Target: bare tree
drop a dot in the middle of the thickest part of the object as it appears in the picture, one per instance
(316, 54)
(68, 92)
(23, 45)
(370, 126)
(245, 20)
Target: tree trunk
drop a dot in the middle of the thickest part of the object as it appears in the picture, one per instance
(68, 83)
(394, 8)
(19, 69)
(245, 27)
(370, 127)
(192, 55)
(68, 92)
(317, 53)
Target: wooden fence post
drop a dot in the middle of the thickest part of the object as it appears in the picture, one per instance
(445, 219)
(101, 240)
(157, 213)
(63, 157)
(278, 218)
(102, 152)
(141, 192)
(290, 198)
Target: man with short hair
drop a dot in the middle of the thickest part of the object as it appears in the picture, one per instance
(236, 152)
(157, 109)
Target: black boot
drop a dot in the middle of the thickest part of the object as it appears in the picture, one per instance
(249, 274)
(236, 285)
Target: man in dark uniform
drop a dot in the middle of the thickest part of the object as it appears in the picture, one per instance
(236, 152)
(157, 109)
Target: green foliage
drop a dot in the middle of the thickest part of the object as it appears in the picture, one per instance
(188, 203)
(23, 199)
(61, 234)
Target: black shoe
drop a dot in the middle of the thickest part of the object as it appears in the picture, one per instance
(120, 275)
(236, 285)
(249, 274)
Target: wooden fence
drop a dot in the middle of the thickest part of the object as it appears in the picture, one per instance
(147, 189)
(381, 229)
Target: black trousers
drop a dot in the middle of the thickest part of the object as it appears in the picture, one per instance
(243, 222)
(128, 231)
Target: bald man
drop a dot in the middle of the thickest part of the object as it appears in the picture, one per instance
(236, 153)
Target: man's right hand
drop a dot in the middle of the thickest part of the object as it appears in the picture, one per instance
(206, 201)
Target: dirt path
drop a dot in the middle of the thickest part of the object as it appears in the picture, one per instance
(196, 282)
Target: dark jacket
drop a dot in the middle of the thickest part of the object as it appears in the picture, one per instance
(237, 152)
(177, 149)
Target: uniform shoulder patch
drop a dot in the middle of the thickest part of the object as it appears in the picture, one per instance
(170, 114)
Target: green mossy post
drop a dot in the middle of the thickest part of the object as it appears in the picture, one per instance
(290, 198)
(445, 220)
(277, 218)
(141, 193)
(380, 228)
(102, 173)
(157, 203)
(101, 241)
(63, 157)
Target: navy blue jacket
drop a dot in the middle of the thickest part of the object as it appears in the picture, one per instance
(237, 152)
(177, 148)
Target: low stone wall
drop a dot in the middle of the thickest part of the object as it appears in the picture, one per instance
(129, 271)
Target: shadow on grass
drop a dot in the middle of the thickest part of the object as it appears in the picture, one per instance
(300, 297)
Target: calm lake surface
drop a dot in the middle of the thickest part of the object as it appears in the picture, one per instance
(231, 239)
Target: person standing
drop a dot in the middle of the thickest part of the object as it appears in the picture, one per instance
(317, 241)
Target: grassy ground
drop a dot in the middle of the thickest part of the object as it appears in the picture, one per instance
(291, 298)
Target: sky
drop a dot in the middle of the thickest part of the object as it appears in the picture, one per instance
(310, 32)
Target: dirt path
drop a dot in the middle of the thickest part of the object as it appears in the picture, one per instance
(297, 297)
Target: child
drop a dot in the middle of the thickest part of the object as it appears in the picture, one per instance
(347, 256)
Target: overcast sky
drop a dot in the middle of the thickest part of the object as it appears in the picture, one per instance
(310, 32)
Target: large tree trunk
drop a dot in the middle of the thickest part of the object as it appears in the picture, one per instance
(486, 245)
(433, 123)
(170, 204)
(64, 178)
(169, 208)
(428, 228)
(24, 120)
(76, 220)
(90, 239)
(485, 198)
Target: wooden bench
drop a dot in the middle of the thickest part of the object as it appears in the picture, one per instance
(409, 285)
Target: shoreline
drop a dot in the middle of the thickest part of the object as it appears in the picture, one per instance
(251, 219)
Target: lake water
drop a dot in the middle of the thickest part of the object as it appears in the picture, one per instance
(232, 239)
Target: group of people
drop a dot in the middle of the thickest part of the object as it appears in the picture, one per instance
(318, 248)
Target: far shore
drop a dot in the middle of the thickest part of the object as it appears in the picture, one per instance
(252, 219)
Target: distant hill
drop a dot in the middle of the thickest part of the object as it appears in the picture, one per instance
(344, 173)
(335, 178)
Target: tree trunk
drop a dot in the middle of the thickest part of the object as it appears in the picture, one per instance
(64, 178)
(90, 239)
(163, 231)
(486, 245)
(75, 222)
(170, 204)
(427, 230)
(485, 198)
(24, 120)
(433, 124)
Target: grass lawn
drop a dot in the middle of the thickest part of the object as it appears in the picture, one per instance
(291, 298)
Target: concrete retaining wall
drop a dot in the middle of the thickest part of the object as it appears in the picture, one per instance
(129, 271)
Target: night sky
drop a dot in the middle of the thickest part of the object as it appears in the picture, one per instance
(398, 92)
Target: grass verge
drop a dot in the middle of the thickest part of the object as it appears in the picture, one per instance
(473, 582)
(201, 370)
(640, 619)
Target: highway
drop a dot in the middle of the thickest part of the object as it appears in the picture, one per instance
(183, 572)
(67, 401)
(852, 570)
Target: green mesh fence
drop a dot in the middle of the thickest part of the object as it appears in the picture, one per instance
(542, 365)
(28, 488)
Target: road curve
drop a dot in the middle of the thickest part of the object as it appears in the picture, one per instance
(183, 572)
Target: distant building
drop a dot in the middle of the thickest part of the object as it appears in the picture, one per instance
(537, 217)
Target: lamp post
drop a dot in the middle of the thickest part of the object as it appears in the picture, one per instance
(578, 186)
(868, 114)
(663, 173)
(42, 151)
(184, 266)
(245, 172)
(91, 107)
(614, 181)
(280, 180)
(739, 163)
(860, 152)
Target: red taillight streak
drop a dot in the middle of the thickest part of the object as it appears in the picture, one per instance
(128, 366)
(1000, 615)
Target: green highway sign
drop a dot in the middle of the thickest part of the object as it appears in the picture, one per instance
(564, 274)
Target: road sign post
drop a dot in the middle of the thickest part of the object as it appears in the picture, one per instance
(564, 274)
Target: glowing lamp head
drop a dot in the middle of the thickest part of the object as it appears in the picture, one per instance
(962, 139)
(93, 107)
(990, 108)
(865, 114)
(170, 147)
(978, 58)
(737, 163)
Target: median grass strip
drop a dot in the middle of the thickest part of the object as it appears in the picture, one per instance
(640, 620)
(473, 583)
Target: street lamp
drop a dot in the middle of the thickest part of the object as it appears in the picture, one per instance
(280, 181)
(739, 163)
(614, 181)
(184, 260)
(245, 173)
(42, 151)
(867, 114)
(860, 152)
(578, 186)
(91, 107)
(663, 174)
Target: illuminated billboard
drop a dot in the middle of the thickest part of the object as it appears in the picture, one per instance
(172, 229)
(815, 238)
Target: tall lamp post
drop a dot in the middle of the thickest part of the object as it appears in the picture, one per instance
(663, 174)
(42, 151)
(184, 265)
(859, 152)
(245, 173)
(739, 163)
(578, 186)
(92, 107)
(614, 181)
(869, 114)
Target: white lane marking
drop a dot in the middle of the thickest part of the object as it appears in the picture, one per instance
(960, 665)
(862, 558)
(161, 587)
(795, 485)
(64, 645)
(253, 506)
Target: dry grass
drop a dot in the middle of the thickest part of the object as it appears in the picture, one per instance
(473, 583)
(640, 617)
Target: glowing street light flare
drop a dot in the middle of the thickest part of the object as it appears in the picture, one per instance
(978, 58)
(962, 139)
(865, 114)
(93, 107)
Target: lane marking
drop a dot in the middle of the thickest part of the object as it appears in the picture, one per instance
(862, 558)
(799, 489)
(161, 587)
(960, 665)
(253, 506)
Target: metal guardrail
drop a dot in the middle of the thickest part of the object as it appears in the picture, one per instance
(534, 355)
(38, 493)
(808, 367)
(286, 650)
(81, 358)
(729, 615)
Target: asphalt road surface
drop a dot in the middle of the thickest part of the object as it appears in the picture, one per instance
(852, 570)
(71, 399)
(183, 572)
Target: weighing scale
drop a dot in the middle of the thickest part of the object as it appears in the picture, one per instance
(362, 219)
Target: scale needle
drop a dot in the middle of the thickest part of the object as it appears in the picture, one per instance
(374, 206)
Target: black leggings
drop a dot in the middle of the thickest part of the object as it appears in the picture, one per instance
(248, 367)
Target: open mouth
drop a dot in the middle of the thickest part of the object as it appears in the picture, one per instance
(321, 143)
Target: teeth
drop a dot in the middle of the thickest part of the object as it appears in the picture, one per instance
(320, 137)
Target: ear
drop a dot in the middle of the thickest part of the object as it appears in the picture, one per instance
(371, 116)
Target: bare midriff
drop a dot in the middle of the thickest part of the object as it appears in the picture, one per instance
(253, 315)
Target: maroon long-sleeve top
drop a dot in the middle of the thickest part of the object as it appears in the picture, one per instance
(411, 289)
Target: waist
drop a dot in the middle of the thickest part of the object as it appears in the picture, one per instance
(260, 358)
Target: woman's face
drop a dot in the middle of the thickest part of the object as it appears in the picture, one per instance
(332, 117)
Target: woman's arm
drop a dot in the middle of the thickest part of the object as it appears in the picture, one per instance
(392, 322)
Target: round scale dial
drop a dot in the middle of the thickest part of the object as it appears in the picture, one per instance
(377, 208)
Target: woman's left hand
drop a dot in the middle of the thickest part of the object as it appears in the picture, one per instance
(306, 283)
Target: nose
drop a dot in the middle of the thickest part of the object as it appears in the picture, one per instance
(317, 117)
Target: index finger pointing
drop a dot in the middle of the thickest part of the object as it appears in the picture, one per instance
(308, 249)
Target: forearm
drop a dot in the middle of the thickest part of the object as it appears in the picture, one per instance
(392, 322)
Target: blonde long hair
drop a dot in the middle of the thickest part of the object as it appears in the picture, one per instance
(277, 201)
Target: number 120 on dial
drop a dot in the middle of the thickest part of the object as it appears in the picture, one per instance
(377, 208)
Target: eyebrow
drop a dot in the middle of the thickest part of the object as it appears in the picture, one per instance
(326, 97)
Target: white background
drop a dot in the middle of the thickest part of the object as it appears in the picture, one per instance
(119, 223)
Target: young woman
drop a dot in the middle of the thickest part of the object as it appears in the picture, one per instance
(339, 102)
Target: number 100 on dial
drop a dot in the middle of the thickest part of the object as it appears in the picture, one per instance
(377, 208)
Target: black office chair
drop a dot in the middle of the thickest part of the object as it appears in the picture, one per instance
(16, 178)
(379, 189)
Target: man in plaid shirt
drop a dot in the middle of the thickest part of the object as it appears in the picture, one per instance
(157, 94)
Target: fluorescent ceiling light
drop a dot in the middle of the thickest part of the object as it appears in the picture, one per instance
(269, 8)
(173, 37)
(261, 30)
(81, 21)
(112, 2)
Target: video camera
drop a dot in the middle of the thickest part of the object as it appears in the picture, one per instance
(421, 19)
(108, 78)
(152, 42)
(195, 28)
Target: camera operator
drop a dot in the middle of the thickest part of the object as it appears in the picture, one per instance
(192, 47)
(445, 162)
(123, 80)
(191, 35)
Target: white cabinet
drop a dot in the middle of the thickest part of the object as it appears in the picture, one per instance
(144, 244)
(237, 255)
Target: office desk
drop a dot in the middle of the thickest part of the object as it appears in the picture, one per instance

# # # #

* [What the task asks]: Find every line in the records above that holds the word "wall", and copy each one.

* [Expected answer]:
Target: low stone wall
Target: concrete retaining wall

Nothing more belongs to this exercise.